Tarefas do exercício |
[a] Por favor, transcreva da resenha sobre Roberto Schwarz o trecho que vai de "Das três partes" até "se cumpre mecanicamente.", incluindo essas palavras.
[b] Dê continuidade à resenha sobre Roberto Schwarz a partir do ponto em que ela termina.

Texto de origem |
▼

Adversário teórico de Roberto Schwarz, Luiz Costa Lima elogia, com restrições, coletânea sobre o autor de "Ao Vencedor as Batatas"

LUIZ COSTA LIMA
COLUNISTA DA FOLHA

Pelo livro que se resenha, Roberto Schwarz recebe uma apreciação que nenhum outro crítico brasileiro jamais conheceu.
Qualquer que seja o grau de divergência teórico-analítica que se tenha com o autor, há de reconhecer que é justa a sua homenagem.
Das três partes que compõem o livro, sou obrigado a tratar apenas da primeira -tão-só se ressalve que as contribuições de R. Kurz e R. Scholz não devem passar despercebidas a quem se interesse pelo horizonte aberto ao mundo contemporâneo.
O ensaio de Leopoldo Waizbort impõe-se em primeiro lugar, pois aborda uma questão central à obra de Schwarz: o legado de Lukács, Adorno e Auerbach. É certo que uma obra que ofereça a reaproximação daqueles três autores quanto a uma análise socioistórica das formas terá de ter alguma singularidade, se outra não fosse a de lidar com orientações tão diversas. Waizbort tem o mérito de acentuar que essa reaproximação não se cumpre mecanicamente.
Assim, referindo-se à leitura de "Iaiá Garcia" por Schwarz, assinala que, "no Machado da primeira fase, o princípio do decoro/paternalismo dá certa apresentação da sociedade brasileira, mas o faz preservando o estilo elevado".
Com isso, evitando os temas "baixos", Machado tanto se afastava da ênfase na vida popular, própria ao realismo privilegiado por Lukács, quanto do auerbachiano, com sua quebra da separação entre os estilos elevado e humilde.
A diferença, continua Waizbort, resultava da própria distinção da sociedade brasileira, onde "o decoro diz mais sobre a vida concreta dos homens que o papel determinante do dinheiro (como era o caso da Europa)", sendo pois também adequada a manutenção da separação dos estilos.
Já no Machado da maturidade, a diferença quanto a Lukács resulta de a apreensão realista da sociedade realizar-se com "os de cima", e não com "os de baixo".
Ao mesmo tempo, a mistura de estilos se cumpre, mas por motivo completamente diverso do apontado por Auerbach: em vez de influência do cristianismo contra a tradição greco-romana, ela decorre de que, nos termos do próprio Schwarz em "Ao Vencedor as Batatas", "a freqüentação alexandrina e mercurial de todos os estilos acaba sendo o nosso único estilo autêntico" .
Esses são momentos analíticos preciosos, pois mostram concretamente, não de modo apriorístico, a contribuição do homenageado ao entendimento de Machado.

A lamentar
Por isso mesmo é de lamentar que Waizbort não tenha estendido seu exame à comparação interna dos autores privilegiados; o que teria sido tanto mais necessário porque é sabido que a Lukács não só o marxismo de Adorno era detestável como descartável o que Auerbach entendia por realismo.
Adorno, de sua parte, não faria por menos; sua separação valorativa das obras do jovem Lukács, anteriores à sua "conversão", deveria deixar furioso o autor húngaro.

▲

Dados |

▼

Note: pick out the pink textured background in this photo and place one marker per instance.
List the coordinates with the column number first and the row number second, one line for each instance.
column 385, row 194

▲

Respostas finais |
[a]
Das três partes que compõem o livro, sou obrigado a tratar apenas da primeira -tão-só se ressalve que as contribuições de R. Kurz e R. Scholz não devem passar despercebidas a quem se interesse pelo horizonte aberto ao mundo contemporâneo.
O ensaio de Leopoldo Waizbort impõe-se em primeiro lugar, pois aborda uma questão central à obra de Schwarz: o legado de Lukács, Adorno e Auerbach. É certo que uma obra que ofereça a reaproximação daqueles três autores quanto a uma análise socioistórica das formas terá de ter alguma singularidade, se outra não fosse a de lidar com orientações tão diversas. Waizbort tem o mérito de acentuar que essa reaproximação não se cumpre mecanicamente.

[b]
Já quanto a Auerbach, nada de explícito pode-se dizer, pois seu ceticismo irônico-melancólico o mantinha afastado de polêmicas com os contemporâneos (com a exceção do amigo-inimigo Spitzer e de seu antípoda, E.R. Curtius). Mas seu leitor reconhecerá a enorme reserva que deveria ter tanto de Adorno como de Lukács.
Na falta de um exame específico, talvez seja justo pensar em um deslocamento: Lukács, absoluto na obra de estréia, cede progressivamente o lugar ao marxismo "ocidental" de Adorno, embora com recaídas, presentes, por exemplo, no louvor ao "Cidade de Deus", de Paulo Lins. De todo modo, é inconteste que a mímesis é a categoria pela qual Adorno, Auerbach e Lukács são aproximados.
E aí a questão se torna mais acesa: o realismo sob constante metamorfose com que Auerbach opera era uma maneira refinada de manter a concepção da mímesis como "imitatio", que, de sua parte, era afirmada sem problemas pelo Lukács pós-conversão, enquanto a posição de Adorno se punha na antípoda de ambos. Como Schwarz se comporta diante da discórdia?

Ataque e resposta
Lamento que o exemplo mais direto me envolva pessoalmente. Silvia López cita a passagem do ensaio "Adequação Nacional e Originalidade Crítica": "A divisão imaginada por Luiz Costa Lima se poderia formular da maneira seguinte: de um lado, no partido do atraso, a mímese da realidade histórica, ausência de inquietação formal, redundância ideológica, ilusão da linguagem transparente, sem tração própria; de outro, o partido avançado, a produção literária do novo, a ruptura antimimética, a consciência de eficácia específica da linguagem, bem como o desligamento da antena referencial".
O artigo fora originalmente publicado na revista "Novos Estudos-Cebrap" nš 32 (março, 1992). Como o próprio Schwarz me abriu as páginas para que lhe respondesse, o fiz em seu número seguinte, sob a forma de um curto comentário.
Pareceu-me que seria um abuso fazê-lo de modo mais extenso porque já escrevera todo um livro a respeito da questão da mímesis e da necessidade de revisá-la ("Mímesis e Modernidade", 1980, reeditado em 2003 pela ed. Graal).
O argumento básico consistia em afirmar que, só quando confundida com a "imitatio", a mímesis supõe que a obra de qualidade tenha de ter um cunho realista. A mímesis por certo implica um relacionamento entre o social e a forma. Entendida como "imitatio", essa relação se torna entre termos desproporcionais: o social guarda o traço determinante, que se estabelecerá na forma da obra, cujo valor se comprova por essa reinstalação.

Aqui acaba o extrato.